■ EXTRAIT DU TEXTE ■
↓
Dans le champ qui intéresse votre commission d'enquête, j'insisterai plus particulièrement sur deux types d'actions : d'une part, la lutte contre les prestations de services frauduleuses (le détachement irrégulier de salariés et la fausse sous-traitance étrangère) et, d'autre part, la lutte contre l'emploi d'étrangers sans titre. Ce sont les deux formes sous lesquelles peut se développer le recours illégal de l'emploi d'étrangers sur notre marché.
Parlons d'abord de la lutte contre les fraudes transnationales. Cela me renvoie au débat que nous avons eu il y a maintenant presque trois semaines avec la délégation pour l'Union européenne de votre assemblée, monsieur le président.
Je vous rappelle que la prestation de services fait intervenir une société étrangère avec ses propres salariés qu'elle détache en France pour remplir le service prévu. Il appartient donc aux autorités françaises de veiller à ce que cette prestation soit régulière. Si tel n'est pas le cas, nous serions en présence d'une immigration de travail temporaire irrégulière, bien sûr nocive pour nos systèmes sociaux, tirant la plupart du temps les salaires et les conditions de travail vers le bas et installant du dumping social.
Pour lutter contres les fraudes transnationales, il s'agit tout d'abord d'assurer la régularité du détachement des salariés par des prestataires étrangers afin que les règles de notre droit du travail soient respectées. La directive du 16 décembre 1996 prévoit que le droit du travail français doit être appliqué à ces salariés, en particulier les rémunérations qui ne doivent pas être inférieures au SMIC ou aux minima des conventions collectives en vigueur. Pour que tout cela soit parfaitement accessible à tous, nous avons complété et clarifié les règles du détachement dans la loi du 2 août 2005 en faveur des PME.
↑
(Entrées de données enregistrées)
↓
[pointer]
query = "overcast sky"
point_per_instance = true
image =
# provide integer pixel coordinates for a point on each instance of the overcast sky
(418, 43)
↑
■ CONSIGNES DE TRAVAIL ■
Poursuivez le texte sur la lutte contre les fraudes au détachement de salariés, en partant de sa dernière phrase.

■ RÉPONSE ATTENDUE ■
Les prestations de services peuvent aussi révéler -nous l'avons vu récemment encore- des problèmes de sous-traitance qu'il s'agit de régler. Nos services ont constaté des dérives qui favorisent le marchandage ou le prêt illicite de main d'oeuvre, ou encore la sous-traitance en cascade. Voilà pourquoi nous avons souhaité développer les chartes de bonnes pratiques, à l'image de celles que nous avons conclues avec le secteur professionnel du BTP.
Sur un chantier, par exemple, j'ai constaté que, sur un peu moins de 150 salariés (vous me pardonnerez mes chiffres approximatifs), il y avait 102 entreprises sous-traitantes différentes. Comment voulez-vous que nos services démêlent l'écheveau ?
La lutte contre l'emploi d'étrangers sans titre est le second volet de notre action dans le domaine du travail étranger illégal et c'est sans doute le point le plus important pour votre commission.
Les filières d'entrée et d'emploi irrégulier d'étrangers se sont structurées en Europe et dans notre pays. Ce développement est d'autant moins acceptable que les conditions d'emploi d'étrangers sans titre s'accompagnent de violations graves du droit du travail, dans la mesure où les personnes sont employées dans des conditions qui, très souvent, mettent en cause la dignité humaine, parfois très gravement. J'y reviendrai à l'occasion des questions.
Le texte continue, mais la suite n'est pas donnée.